| JOB |
List each line in the records below that contains the word "reflection", treating uppercase and lowercase letters as different.

| EXERCISE DATA |
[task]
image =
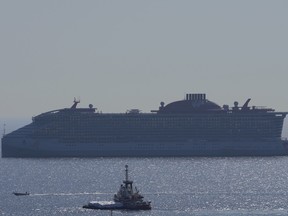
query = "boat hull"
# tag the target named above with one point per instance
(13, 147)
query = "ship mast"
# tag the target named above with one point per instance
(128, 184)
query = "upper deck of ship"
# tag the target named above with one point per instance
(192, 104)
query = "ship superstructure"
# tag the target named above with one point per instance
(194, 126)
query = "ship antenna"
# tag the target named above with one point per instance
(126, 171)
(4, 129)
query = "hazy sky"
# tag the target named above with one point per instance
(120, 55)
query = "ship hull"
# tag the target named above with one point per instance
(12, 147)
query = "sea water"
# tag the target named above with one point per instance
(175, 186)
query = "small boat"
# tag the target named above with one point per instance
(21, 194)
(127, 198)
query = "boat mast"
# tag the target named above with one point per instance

---

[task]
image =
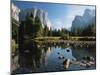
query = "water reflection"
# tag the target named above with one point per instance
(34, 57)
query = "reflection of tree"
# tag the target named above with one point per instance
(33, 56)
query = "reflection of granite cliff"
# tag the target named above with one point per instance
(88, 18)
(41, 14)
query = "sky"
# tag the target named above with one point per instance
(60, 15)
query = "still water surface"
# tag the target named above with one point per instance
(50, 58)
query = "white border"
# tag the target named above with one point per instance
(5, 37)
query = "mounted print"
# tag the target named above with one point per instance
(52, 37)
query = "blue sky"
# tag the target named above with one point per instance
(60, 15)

| TASK ANSWER |
query = "water reflection"
query = "reflection of tree"
query = "reflection of granite cliff"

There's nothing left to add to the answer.